● PAGE EXCERPT
* * * * * * *

Soft gestures- A lost trait
I want to clarify from the start that this blog post isn't about labeling anyone or any period as “perfect"; rather, it's simply my way of sharing how I see the world around me and trying to develop a connection with my past without any judgment.
This write-up is a page from my diary from post-graduation days.
And hence may sound naive (but I am unapologetic)
Whenever I see my mother getting ready for any long trip, she makes sure everything is perfectly organized, as if she’s packing not just a travel kit, but Mummy's miniature universe of preparedness. It contains not just a safety pin for a sari pallu gone astray or a little pouch of paste for a quick freshen-up on a long journey, but also the thoughtful care she extends to all her family members and fellow beings.
How can I forget Papa's handkerchief, always neatly folded in his pocket – a silent flag of readiness- ready to wipe our tears, mop a brow in the humid heat while he is toiling hard, or even offer to a stranger in need.
Then, around I find people automatically smooth down their hair before greeting guests or entering the senior office, or the respectful way they sit in front of elders, legs tucked, posture composed. I guess, these weren't taught lessons; they were simply felt, a part of the unspoken sanskriti and became part of those actions “automatically”.

* * * * * * *

● LIST OF TASKS
1. Reproduce the passage of the soft gestures post between "Soft gestures- A" and "without any judgment.", inclusive.
2. Resume the blog post on soft gestures, writing on from its final sentence.

* * * * * * *

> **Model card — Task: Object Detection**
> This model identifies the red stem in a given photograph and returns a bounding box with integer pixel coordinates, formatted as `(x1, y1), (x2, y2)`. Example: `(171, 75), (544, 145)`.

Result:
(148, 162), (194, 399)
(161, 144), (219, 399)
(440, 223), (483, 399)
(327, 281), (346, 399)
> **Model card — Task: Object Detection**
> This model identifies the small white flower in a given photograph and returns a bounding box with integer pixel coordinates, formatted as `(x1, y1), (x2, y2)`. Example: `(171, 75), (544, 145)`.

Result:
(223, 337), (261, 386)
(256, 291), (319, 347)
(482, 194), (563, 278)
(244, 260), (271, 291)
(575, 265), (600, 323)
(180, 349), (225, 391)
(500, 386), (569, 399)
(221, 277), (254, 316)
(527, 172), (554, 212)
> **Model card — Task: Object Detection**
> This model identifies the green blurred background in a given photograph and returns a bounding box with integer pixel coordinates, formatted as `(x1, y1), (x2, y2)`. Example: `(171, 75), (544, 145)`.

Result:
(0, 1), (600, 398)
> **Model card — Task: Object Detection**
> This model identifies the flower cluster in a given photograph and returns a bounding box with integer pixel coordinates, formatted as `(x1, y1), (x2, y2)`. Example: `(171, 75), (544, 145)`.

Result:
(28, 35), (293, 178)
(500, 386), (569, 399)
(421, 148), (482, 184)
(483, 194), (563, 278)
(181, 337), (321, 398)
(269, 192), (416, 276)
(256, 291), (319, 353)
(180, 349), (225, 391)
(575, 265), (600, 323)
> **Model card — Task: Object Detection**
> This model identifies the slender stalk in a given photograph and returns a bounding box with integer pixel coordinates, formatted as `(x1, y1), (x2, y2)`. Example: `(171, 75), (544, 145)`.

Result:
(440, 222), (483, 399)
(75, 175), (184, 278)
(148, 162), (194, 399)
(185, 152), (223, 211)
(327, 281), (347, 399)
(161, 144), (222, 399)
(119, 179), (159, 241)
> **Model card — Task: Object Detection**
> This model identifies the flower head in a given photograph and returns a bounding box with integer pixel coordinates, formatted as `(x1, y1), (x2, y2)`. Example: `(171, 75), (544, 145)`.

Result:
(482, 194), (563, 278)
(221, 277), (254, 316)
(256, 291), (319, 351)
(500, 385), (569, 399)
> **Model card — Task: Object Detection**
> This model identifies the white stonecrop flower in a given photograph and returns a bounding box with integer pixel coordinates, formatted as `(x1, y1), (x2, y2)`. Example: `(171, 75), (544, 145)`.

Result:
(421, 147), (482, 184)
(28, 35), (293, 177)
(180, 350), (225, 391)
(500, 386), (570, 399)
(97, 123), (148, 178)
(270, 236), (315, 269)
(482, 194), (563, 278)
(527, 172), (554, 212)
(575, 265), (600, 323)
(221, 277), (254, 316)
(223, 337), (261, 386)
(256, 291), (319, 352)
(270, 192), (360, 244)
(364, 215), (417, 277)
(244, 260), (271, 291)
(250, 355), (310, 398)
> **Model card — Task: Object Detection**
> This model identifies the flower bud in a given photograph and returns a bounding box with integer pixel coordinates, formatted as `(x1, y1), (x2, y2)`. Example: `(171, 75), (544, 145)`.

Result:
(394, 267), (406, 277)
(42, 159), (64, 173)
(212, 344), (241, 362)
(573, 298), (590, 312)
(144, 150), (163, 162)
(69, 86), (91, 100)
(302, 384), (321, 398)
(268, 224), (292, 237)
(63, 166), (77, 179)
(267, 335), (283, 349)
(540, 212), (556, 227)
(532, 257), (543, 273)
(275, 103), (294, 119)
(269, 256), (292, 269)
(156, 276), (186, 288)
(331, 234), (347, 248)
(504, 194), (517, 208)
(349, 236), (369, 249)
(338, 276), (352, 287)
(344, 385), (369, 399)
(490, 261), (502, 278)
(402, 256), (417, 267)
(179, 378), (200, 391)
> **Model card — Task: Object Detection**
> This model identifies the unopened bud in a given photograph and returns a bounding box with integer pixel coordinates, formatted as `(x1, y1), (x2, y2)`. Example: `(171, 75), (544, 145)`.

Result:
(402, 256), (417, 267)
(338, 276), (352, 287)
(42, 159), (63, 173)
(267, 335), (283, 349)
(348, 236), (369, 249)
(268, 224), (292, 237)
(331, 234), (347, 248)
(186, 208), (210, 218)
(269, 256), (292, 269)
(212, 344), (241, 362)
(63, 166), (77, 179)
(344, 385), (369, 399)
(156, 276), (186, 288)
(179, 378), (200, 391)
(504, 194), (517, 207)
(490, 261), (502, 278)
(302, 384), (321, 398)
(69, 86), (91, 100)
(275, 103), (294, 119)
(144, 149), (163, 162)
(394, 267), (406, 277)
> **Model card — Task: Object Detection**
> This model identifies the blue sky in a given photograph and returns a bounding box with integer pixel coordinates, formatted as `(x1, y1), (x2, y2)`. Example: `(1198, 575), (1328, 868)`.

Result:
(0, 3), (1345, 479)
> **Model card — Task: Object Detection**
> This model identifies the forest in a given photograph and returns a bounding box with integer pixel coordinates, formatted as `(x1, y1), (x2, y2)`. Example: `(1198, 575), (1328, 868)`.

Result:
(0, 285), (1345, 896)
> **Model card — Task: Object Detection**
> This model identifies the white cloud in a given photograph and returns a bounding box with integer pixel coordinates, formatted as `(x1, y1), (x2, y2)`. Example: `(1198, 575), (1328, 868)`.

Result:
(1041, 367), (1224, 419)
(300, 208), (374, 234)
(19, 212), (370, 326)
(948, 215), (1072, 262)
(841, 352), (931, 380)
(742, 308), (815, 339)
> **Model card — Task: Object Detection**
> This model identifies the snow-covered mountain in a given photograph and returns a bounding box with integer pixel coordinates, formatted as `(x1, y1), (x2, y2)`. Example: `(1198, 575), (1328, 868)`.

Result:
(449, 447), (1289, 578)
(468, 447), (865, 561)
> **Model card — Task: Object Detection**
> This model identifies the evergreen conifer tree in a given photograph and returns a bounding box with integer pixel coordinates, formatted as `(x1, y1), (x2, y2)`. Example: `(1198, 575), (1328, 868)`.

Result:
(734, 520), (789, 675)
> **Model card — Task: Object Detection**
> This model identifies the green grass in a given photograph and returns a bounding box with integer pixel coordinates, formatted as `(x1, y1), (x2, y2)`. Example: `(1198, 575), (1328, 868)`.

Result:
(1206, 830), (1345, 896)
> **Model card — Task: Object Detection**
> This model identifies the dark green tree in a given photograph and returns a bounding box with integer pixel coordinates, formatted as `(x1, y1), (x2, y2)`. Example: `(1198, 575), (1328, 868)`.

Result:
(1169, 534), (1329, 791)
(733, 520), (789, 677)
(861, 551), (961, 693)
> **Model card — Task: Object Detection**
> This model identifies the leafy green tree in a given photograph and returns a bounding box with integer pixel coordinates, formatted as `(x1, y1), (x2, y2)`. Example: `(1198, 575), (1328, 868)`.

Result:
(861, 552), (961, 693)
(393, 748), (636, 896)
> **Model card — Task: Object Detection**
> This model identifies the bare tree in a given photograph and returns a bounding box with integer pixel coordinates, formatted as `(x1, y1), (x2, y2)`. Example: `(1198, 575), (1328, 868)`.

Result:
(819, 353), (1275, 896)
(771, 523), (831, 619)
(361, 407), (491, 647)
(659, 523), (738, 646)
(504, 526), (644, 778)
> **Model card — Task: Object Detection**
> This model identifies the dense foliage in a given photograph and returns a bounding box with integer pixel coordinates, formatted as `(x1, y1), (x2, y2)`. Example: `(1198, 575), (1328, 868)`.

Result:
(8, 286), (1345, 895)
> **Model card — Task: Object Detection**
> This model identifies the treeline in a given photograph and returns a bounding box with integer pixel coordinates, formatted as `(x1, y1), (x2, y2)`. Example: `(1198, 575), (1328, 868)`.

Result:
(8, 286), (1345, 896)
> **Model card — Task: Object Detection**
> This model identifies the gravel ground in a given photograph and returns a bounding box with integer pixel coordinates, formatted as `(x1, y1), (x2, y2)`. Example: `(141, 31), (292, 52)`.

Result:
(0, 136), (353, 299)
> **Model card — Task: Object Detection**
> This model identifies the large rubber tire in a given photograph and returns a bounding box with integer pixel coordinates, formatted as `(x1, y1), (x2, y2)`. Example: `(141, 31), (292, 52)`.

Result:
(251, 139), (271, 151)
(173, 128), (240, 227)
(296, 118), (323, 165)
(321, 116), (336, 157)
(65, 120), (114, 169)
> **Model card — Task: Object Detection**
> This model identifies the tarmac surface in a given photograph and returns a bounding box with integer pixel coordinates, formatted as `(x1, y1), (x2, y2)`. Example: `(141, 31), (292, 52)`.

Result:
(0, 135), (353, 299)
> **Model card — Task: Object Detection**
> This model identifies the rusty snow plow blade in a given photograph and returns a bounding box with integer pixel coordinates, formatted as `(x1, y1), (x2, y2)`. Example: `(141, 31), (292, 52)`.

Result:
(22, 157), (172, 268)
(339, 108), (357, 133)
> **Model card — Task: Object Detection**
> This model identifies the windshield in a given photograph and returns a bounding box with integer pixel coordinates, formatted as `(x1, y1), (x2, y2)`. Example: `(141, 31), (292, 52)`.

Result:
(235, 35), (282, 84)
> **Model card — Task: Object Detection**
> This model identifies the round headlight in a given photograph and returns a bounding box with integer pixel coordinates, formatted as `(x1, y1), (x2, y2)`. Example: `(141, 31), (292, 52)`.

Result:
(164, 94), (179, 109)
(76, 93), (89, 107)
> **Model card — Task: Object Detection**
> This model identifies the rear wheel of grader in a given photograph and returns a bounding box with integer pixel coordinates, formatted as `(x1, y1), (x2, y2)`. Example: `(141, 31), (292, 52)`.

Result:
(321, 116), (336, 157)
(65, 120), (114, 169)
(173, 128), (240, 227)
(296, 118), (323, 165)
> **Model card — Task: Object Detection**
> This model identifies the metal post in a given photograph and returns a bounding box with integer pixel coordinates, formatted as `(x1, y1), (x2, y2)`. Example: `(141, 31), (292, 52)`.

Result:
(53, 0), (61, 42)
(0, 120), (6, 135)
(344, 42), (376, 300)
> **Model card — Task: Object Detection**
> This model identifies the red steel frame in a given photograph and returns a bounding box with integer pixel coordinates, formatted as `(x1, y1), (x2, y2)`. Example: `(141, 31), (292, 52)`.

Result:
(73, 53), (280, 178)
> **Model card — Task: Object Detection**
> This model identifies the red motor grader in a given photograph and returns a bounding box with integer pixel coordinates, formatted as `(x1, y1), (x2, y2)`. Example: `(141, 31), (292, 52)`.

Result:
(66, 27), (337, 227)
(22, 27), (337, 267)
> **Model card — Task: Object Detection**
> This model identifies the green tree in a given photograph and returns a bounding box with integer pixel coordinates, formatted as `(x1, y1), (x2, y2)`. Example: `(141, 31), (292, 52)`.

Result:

* * * * * * *

● IN RESPONSE
1.
Soft gestures- A lost trait
I want to clarify from the start that this blog post isn't about labeling anyone or any period as “perfect"; rather, it's simply my way of sharing how I see the world around me and trying to develop a connection with my past without any judgment.

2.
My childhood days saw the postmaster bringing chatter from Mausi or Mama bringing tears of joy to Mummy's eyes. That emotion is truly unmatched by the 24/7 availability of phone calls or messages.
Then there were the birthdays or anniversaries celebrated not with grand parties, but simply with family and neighbours, perhaps a small puja at home or a home-cooked meal. The joy of doing puja together… a moment of shared faith and reflection.
The anticipation of summer holidays spent at the grandparents' home, a vibrant chaos of stories, games, and unconditional love. The conscious effort to make ourselves available for family and friends, truly present. And the mandatory, yet effortless, act of keeping positive energy for everyone, offering a warm smile or a word of encouragement.
And yet today, in our feverish pursuit of "modernity," of an imagined "up-status," we've traded these quiet masterpieces for uneven paintings of bright colors. We've cast off the threads that wove us into a civilised tapestry, becoming unmoored and uncivilised in the name of professionalism or vokism.
The more I have grown, the more I truly long for those smiles of assurance from a stranger that calm a worried mind; the gentle tap of availability that says, "I'm here for you;" the unhurried talks of lives and experiences exchanged over endless cups of chai; the patience to truly listen without the rush of a deadline… the foundations of bhai-chara and apnapan.
I still wonder, “Do these gentle gestures fade away, or is it our responsibility to consciously bring these magical soft gestures back to life?”
Loved the journal from graduation days! More pure narration.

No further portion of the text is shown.